→ **INPUT DATA**:
----

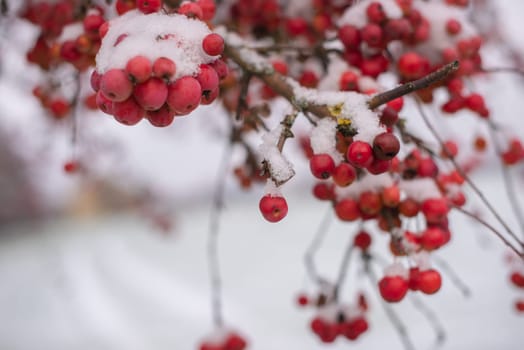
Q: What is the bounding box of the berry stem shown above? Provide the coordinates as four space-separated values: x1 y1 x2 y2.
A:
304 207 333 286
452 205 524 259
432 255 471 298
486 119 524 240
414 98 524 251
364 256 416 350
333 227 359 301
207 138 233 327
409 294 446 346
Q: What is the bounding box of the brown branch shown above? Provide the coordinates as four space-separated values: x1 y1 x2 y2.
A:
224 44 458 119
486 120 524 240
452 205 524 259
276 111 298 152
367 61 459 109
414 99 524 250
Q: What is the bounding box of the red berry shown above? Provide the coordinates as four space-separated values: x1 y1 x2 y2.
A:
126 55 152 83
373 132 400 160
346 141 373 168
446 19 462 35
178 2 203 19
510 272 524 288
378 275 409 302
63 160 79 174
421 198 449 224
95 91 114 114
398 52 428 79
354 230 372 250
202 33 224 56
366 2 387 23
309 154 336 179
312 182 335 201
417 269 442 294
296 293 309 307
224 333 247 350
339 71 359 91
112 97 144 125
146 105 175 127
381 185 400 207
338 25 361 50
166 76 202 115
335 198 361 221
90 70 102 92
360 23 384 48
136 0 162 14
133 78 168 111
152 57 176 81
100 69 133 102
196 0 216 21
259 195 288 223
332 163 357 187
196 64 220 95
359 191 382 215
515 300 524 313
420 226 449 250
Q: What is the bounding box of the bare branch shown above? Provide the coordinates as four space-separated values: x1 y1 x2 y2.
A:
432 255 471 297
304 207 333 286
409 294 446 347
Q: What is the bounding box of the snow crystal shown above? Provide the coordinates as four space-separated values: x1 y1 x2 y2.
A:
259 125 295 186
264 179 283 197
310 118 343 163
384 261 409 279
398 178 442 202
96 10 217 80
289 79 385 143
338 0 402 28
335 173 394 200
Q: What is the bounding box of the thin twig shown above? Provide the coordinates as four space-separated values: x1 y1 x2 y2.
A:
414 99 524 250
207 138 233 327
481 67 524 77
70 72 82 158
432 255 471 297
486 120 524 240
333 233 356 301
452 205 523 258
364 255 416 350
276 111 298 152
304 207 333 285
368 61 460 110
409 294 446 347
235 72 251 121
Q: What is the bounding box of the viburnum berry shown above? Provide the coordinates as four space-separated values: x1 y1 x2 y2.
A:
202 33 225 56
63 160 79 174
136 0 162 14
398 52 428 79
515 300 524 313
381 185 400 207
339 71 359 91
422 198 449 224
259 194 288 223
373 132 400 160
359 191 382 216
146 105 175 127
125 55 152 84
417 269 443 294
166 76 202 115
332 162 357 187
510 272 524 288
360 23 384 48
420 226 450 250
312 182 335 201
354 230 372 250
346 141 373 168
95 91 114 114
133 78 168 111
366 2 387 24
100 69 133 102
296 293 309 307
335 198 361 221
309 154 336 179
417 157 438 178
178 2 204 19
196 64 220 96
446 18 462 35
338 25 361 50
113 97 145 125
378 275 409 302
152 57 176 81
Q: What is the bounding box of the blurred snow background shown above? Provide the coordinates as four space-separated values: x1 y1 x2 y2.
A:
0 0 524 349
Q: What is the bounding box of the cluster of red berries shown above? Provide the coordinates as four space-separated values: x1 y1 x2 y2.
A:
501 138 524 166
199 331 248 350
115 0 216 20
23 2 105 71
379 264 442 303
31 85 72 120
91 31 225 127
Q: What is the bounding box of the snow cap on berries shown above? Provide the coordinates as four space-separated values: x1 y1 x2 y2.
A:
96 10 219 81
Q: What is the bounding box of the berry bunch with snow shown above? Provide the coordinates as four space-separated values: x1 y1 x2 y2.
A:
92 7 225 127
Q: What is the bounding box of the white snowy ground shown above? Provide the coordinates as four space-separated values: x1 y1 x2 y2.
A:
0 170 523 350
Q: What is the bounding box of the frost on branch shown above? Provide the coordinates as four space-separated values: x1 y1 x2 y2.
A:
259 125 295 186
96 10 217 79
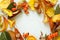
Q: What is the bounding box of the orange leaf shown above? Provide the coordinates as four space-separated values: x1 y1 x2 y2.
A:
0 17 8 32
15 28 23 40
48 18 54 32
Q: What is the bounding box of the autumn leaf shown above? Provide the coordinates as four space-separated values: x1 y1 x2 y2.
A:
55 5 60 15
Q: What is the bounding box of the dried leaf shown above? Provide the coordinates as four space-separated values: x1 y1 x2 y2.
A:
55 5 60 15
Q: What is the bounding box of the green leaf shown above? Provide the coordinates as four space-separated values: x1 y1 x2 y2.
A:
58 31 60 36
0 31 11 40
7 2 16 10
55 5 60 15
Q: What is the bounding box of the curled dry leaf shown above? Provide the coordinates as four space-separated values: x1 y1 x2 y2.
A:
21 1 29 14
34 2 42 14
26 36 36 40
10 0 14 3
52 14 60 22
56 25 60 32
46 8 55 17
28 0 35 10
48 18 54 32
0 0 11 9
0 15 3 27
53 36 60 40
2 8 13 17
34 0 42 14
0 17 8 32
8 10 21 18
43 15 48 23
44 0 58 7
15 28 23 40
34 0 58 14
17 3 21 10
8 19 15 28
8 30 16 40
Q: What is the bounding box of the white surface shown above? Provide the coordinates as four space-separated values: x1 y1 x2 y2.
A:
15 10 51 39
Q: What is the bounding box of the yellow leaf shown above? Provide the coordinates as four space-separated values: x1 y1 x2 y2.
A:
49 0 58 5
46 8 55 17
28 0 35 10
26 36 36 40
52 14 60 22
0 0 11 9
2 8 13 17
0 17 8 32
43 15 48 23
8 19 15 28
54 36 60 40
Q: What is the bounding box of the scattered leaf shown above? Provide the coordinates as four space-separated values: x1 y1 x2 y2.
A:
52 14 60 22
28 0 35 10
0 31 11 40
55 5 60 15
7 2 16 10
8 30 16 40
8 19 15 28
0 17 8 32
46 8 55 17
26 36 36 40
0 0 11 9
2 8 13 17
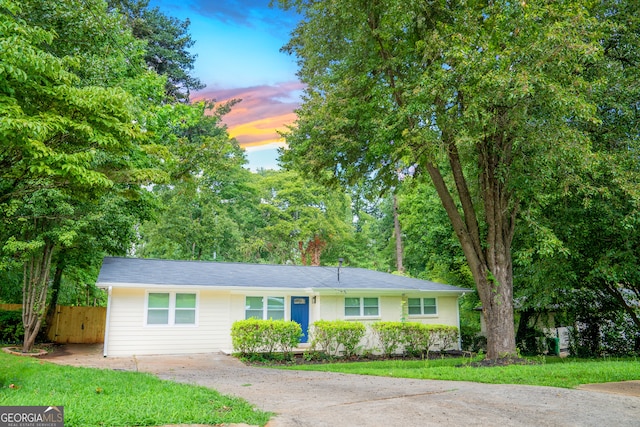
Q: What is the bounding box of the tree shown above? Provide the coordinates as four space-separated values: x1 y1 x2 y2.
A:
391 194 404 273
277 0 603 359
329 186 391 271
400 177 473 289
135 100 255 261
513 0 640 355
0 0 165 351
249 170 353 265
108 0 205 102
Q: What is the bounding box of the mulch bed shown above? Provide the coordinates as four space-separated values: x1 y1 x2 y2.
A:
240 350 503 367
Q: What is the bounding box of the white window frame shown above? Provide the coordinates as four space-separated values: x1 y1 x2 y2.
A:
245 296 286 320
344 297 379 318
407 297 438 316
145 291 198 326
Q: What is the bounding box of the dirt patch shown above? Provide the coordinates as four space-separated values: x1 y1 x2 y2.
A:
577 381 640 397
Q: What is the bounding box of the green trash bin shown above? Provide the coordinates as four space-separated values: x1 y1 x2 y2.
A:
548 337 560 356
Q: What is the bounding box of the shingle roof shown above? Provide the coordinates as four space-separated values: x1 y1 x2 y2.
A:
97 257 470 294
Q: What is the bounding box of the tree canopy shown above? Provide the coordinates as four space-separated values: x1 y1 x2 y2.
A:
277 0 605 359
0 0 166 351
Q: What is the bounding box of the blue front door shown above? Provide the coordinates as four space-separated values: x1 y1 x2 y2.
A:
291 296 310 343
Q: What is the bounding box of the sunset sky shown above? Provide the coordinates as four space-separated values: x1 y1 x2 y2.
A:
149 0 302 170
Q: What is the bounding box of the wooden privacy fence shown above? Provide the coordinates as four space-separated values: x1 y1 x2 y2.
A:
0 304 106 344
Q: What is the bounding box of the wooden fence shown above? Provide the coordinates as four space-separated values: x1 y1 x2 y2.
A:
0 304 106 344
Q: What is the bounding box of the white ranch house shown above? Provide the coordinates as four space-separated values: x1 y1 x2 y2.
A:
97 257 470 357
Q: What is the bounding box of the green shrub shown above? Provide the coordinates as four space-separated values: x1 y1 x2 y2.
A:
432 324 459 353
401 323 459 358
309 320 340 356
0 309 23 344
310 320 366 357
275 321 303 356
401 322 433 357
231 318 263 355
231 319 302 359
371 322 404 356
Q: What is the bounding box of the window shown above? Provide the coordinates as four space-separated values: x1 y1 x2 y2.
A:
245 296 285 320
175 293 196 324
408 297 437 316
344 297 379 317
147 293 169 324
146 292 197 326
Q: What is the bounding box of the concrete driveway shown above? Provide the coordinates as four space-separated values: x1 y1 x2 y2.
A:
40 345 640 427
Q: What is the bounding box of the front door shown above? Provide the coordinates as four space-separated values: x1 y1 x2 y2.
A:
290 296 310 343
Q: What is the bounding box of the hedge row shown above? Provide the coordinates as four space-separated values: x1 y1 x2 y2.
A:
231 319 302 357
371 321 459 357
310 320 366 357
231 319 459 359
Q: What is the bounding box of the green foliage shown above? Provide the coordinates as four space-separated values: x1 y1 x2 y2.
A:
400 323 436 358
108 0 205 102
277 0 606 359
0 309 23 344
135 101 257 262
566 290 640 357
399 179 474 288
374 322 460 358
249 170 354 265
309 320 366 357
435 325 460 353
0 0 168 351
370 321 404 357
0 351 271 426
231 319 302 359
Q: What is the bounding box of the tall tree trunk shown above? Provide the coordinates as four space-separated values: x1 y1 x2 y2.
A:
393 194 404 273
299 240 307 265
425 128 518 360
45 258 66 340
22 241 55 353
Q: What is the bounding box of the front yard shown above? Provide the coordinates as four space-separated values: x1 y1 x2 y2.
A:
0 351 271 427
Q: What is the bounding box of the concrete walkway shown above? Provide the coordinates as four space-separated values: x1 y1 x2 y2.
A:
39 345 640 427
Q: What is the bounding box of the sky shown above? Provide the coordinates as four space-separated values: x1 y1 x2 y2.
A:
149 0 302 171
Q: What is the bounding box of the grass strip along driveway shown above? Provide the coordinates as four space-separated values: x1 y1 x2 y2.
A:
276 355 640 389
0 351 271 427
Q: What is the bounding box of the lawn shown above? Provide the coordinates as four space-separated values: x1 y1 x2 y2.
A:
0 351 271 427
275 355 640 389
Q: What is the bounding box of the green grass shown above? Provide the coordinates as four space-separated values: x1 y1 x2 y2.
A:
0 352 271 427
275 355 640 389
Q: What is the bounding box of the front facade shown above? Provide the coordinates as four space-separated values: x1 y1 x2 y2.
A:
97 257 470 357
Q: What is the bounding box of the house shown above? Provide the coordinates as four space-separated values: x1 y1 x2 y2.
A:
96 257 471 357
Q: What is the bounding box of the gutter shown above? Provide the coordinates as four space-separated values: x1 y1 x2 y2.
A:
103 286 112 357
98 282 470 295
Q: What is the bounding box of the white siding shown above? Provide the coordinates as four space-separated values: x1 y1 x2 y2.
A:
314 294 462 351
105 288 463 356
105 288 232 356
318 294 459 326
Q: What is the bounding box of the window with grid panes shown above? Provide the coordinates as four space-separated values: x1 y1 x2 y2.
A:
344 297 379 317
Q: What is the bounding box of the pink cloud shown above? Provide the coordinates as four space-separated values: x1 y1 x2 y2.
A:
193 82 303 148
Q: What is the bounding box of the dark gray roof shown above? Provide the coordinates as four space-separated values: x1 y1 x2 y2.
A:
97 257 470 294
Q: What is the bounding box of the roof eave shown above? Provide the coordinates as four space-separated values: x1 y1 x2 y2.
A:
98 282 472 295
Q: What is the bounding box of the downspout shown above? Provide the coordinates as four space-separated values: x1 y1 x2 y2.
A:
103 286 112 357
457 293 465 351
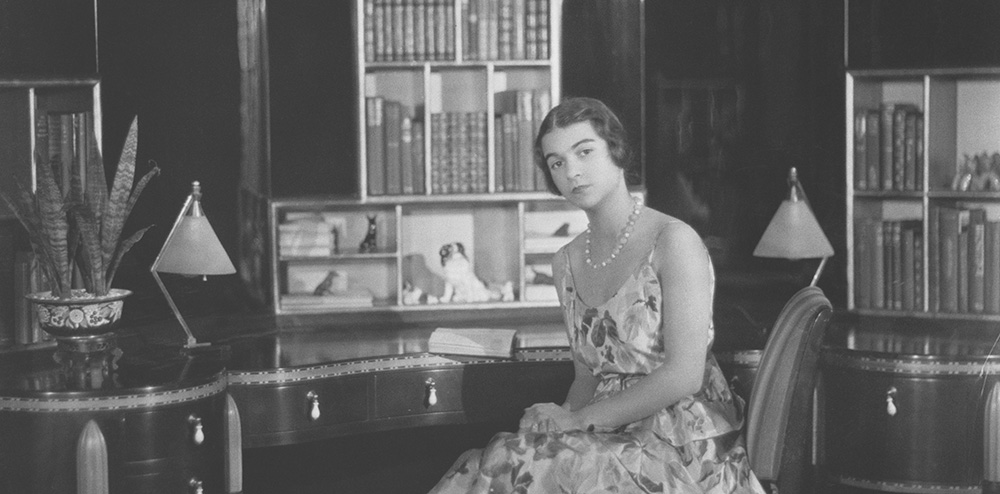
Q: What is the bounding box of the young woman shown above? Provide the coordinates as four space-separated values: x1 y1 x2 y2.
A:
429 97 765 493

----

→ **ABOUT THIS TASK**:
Copy out all lines from the records where the word "house" appears.

→ **OUTPUT OF THE EXERCISE**:
Q: What is the bounding box of the white ranch house shown above? Provide the coordinates as four space-separated values: x1 y1 x2 y2.
Q: What is the bounding box of the house shown above? Provide the coordinates as four space-separated values: x1 y1 x2 y2.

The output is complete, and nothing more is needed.